[DOCUMENT EXTRACT Boundary: Start]

All Seeing Eye: The key to Magnus’ power is his one, cyclopean eye. It is most definitely an Eye of Tzeentch, and may also cause the enemy to re-roll one successful die roll (armour save, to-hit, or to-wound roll) of Magnus’ choosing per turn. The results of the second roll must be accepted in every case.

Power Storm: This psychic power is used in the shooting phase instead of shooting a weapon, and it may not be attempted in a turn where Magnus uses any other Major Psychic Power. Magnus the Red calls down a rain of pure warp energy upon his foes, melting armour and mutating flesh. The Power Storm has the following profile: Range: 24” S6 AP1 Heavy 1 Large Blast.

Primarch: The presence of a Daemon Primarch on the battlefield is an inspiring sight to all of Tzeentch’s warriors. He is a Living Icon for the chaos god Tzeentch.


Perturabo

Perturabo was a mighty warrior with a keen tactical mind when the Emperor discovered him on Olympia and gave him charge of the Iron Warriors Space Marine legion. He led his troops on many successful campaigns finding victory with strategy and tactics if possible or with ruthless ferocity when deemed necessary. After squelching a rebellion on his home planet of Olympia through the use of excessive force and mindless bloodshed, the Iron Warriors knew they could never return to the Emperor’s light and rebelled alongside the Alpha Legion and Night Lords at the Istaan V massacre.

It was Perturabo that organized the siege of the Emperor’s palace on Terra. Only Horus’ impatience at the rate of progress caused the Warmaster to challenge the Emperor, as Perturabo insisted that the siege was well in-hand. Denied of his victory by Horus’ death, Perturabo took his Iron Warriors to Sebastus IV where they designed the perfect trap to foil their pursuers and to demoralize Rogal Dorn’s Imperial Fists. Although unable to engineer the death of the loyal Primarch at the Eternal Fortress, Perturabo was elevated to Daemonhood through the sacrifice of the gene seed from over four hundred murdered Space Marines.

Perturabo has taken the fortress-world Medrengard within the Eye of Terror and rules over it absolutely, paying attention to the slightest detail, ever watchful for Imperial spies or traitors within his ranks. He sits on a massive throne, as much machine as he is daemon, pouring over tactical displays and reports. His red eyes burn from deep within his archetypical helmet as billions of Obliterator nanites skitter over his armour, hardening it and preparing his body for the next inevitable campaign.

[DOCUMENT EXTRACT Boundary: End]
[EXTRACTED DATA Boundary: Start]

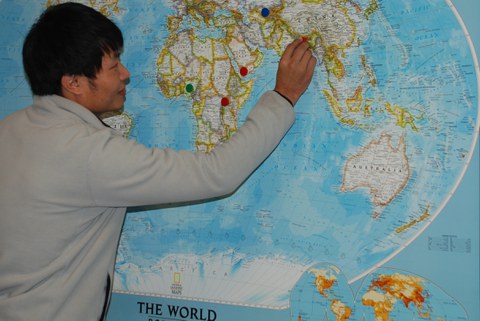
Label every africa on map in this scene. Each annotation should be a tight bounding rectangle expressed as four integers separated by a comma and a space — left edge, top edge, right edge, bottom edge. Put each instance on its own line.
0, 0, 479, 312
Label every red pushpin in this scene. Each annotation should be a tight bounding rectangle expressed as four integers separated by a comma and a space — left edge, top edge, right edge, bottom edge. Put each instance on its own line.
240, 67, 248, 77
220, 97, 230, 107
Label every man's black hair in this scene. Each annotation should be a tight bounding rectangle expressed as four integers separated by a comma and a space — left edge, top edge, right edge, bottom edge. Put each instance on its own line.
22, 3, 123, 96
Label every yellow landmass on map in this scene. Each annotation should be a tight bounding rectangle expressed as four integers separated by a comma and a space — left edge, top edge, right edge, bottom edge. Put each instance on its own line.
308, 266, 352, 321
340, 133, 410, 218
362, 273, 429, 321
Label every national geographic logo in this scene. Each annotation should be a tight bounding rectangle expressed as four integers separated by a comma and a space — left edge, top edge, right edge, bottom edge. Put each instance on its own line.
170, 272, 183, 295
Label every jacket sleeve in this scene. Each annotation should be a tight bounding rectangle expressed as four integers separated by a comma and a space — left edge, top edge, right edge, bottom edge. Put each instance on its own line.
88, 91, 295, 206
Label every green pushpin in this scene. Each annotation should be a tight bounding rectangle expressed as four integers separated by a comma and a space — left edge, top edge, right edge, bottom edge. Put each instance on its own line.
185, 84, 194, 93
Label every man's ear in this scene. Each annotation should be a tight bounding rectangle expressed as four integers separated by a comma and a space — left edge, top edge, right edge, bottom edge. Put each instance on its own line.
60, 75, 81, 96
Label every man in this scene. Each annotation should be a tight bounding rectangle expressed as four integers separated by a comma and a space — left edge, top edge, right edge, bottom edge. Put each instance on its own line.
0, 3, 316, 321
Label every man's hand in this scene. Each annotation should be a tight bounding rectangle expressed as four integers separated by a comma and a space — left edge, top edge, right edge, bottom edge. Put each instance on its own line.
275, 39, 317, 105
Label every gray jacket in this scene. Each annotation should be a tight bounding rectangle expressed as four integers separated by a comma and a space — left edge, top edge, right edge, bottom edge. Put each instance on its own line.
0, 92, 294, 321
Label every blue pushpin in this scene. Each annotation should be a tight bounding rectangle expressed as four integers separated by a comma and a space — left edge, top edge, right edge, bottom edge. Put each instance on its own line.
262, 8, 270, 18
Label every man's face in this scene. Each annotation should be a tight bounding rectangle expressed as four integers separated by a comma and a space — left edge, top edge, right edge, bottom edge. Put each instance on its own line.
80, 54, 130, 115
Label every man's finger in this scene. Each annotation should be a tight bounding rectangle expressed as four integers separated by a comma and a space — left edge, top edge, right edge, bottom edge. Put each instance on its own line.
283, 39, 302, 58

[EXTRACTED DATA Boundary: End]

■ SET OF TASKS ■
#1 Decide whether each statement agrees with the text on Magnus and Perturabo. Answer yes or no for each and quote the words of the text that settle it.
(a) Power Storm is used in the shooting phase instead of shooting a weapon.
(b) Perturabo rebelled alongside the Alpha Legion and the Word Bearers.
(c) Perturabo rules the fortress-world Medrengard from outside the Eye of Terror.
#2 Retype the stretch of the Magnus and Perturabo text from "Primarch: The presence" through "Istaan V massacre.".
#3 According to the text on Magnus and Perturabo, on which planet did the Emperor discover Perturabo?

■ RESULTS OF THE EXERCISE ■
#1
(a) Yes: "This psychic power is used in the shooting phase instead of shooting a weapon"
(b) No: "rebelled alongside the Alpha Legion and Night Lords at the Istaan V massacre"
(c) No: "Perturabo has taken the fortress-world Medrengard within the Eye of Terror"

#2
Primarch: The presence of a Daemon Primarch on the battlefield is an inspiring sight to all of Tzeentch’s warriors. He is a Living Icon for the chaos god Tzeentch.


Perturabo

Perturabo was a mighty warrior with a keen tactical mind when the Emperor discovered him on Olympia and gave him charge of the Iron Warriors Space Marine legion. He led his troops on many successful campaigns finding victory with strategy and tactics if possible or with ruthless ferocity when deemed necessary. After squelching a rebellion on his home planet of Olympia through the use of excessive force and mindless bloodshed, the Iron Warriors knew they could never return to the Emperor’s light and rebelled alongside the Alpha Legion and Night Lords at the Istaan V massacre.

#3 Olympia.